Excerpt provided
# Pressure profiling with dark roast. Worth it?



## Carlo (Dec 6, 2019)

I have an ECM Synchronika and I am pondering wether to install the kit for pressure profiling.

I am hesitating because I mostly drink medium-dark roasts and I'm wondering wether it would be a waste of time and money to do the upgrade.

What's your take on this?


----------



## Mrboots2u (May 10, 2013)

I take it you are talking about the paddle that goes on the group head.,

This would be flow profiling , not pressure profiling - pump stays at constant pressure, needle valve alters flow of water to puck , pressure at the puck is registered by the manometer there.

I suppose the question is are you unhappy or feel that your current coffee is lacking

What grinder are you pairing it with ?


----------



## Northern_Monkey (Sep 11, 2018)

@Carlo -I quite like the option of using a lower flow/pressure with darker roasts, find the results can be a fair bit nicer using say 6-8 rather than 9bar.

Not an essential but easier than adjusting the OPV etc., the paddles are easier.

Maybe look at the coffee sensor one, the ECM version has a ball for the adjuster which is right hand threaded so comes undone a bit during use.


----------



## Carlo (Dec 6, 2019)

Mrboots2u said:


> I suppose the question is are you unhappy or feel that your current coffee is lacking
> 
> What grinder are you pairing it with ?


 I am happy with my coffee, but of course the question is always : can I extract it better? Can it be better?

I have a Monolith Conical MC3


----------



## Carlo (Dec 6, 2019)

Northern_Monkey said:


> @Carlo -I quite like the option of using a lower flow/pressure with darker roasts, find the results can be a fair bit nicer using say 6-8 rather than 9bar.


 I was under the imprtession that pressure/flow profiling is mainly used with light roasts that are somewhat more challenging to extract


----------



## kennyboy993 (Jan 23, 2017)

I used to experiment with profiles on some darker roasts when I had the V.

Worked well - especially the lever profile. Better mouthfeel, less bitter, more enjoyable


----------



## Northern_Monkey (Sep 11, 2018)

@Carlo - Not all the time, used to tweak it for a better taste. Darker roasts can extract too much of the bad stuff as well.

Brew guide below from black cat coffee twilight blend:

Espresso - 18g in 36g out over 32 seconds. If you can adjust the temperature take it down to 90c. If you can pressure profile then start at 9bars and decline steadily.


----------



## KingoftheHeath (Nov 22, 2019)

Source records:
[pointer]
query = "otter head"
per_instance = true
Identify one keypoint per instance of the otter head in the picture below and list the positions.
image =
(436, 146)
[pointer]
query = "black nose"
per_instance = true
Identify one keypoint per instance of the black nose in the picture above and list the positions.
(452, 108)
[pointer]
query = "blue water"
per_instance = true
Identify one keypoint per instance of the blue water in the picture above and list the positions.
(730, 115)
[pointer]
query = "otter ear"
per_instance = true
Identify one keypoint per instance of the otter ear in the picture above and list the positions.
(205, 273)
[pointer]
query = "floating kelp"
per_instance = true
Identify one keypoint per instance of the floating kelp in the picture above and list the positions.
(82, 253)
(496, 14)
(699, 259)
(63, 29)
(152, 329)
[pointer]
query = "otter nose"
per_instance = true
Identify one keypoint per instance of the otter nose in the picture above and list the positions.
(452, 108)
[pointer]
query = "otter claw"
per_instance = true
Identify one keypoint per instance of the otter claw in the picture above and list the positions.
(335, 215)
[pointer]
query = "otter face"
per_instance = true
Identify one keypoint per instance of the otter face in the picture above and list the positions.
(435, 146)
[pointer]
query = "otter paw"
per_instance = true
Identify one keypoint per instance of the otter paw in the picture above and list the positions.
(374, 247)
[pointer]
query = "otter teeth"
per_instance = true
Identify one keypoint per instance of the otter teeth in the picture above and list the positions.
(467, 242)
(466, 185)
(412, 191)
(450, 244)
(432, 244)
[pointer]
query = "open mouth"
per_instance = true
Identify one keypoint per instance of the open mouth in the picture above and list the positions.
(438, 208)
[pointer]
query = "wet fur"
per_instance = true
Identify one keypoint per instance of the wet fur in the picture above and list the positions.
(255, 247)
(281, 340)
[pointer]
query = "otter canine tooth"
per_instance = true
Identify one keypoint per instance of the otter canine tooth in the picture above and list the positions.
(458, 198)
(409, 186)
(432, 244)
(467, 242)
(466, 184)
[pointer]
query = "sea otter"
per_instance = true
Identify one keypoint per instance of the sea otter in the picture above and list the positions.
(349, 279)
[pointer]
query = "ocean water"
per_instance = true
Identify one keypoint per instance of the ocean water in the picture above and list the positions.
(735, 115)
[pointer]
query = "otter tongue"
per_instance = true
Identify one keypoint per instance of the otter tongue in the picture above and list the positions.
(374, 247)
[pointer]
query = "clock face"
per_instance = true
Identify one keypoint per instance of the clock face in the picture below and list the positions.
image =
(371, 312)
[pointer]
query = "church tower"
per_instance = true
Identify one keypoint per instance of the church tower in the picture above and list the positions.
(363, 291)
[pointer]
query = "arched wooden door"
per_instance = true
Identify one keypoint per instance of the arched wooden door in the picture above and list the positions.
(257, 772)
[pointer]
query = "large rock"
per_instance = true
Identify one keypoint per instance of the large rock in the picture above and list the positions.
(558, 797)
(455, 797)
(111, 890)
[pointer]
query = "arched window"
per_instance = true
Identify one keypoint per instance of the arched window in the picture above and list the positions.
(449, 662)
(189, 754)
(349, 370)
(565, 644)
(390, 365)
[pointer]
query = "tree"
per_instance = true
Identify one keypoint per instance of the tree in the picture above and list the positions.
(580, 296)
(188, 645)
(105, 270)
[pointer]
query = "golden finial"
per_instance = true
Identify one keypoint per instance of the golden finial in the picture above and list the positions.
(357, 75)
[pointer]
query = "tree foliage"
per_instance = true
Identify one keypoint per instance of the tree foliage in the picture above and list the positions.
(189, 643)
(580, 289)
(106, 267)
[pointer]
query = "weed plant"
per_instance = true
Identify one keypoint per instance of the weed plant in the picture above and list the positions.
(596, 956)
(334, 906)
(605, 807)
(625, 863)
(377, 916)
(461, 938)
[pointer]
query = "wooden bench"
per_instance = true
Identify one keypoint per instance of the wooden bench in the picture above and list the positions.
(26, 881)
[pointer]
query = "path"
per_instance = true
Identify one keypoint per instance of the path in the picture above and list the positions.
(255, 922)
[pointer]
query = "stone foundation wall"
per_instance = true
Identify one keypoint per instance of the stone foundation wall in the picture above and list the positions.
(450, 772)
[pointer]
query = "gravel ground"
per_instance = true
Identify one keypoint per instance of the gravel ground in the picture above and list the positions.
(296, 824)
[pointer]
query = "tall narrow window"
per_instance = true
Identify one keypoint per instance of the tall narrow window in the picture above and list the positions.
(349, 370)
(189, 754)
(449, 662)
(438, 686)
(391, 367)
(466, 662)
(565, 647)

Direction 1
List every quantity with a unit that appears in the brew guide line of the pressure profiling thread.
Direction 2
For each statement, decide whether the pressure profiling thread supports it. Answer yes or no and quote the deciding words. (a) Carlo owns an ECM Synchronika. (b) Mrboots2u calls the group head paddle a form of pressure profiling. (c) Carlo says he is unhappy with his coffee.
Direction 3
Reproduce the part of the pressure profiling thread starting at "Espresso - 18g" and ending at "(Nov 22, 2019)".

Problem solution 1
18g, 36g, 32 seconds, 90c, 9bars

Problem solution 2
(a) Yes: "I have an ECM Synchronika"
(b) No: "This would be flow profiling , not pressure profiling"
(c) No: "I am happy with my coffee"

Problem solution 3
Espresso - 18g in 36g out over 32 seconds. If you can adjust the temperature take it down to 90c. If you can pressure profile then start at 9bars and decline steadily.


----------



## KingoftheHeath (Nov 22, 2019)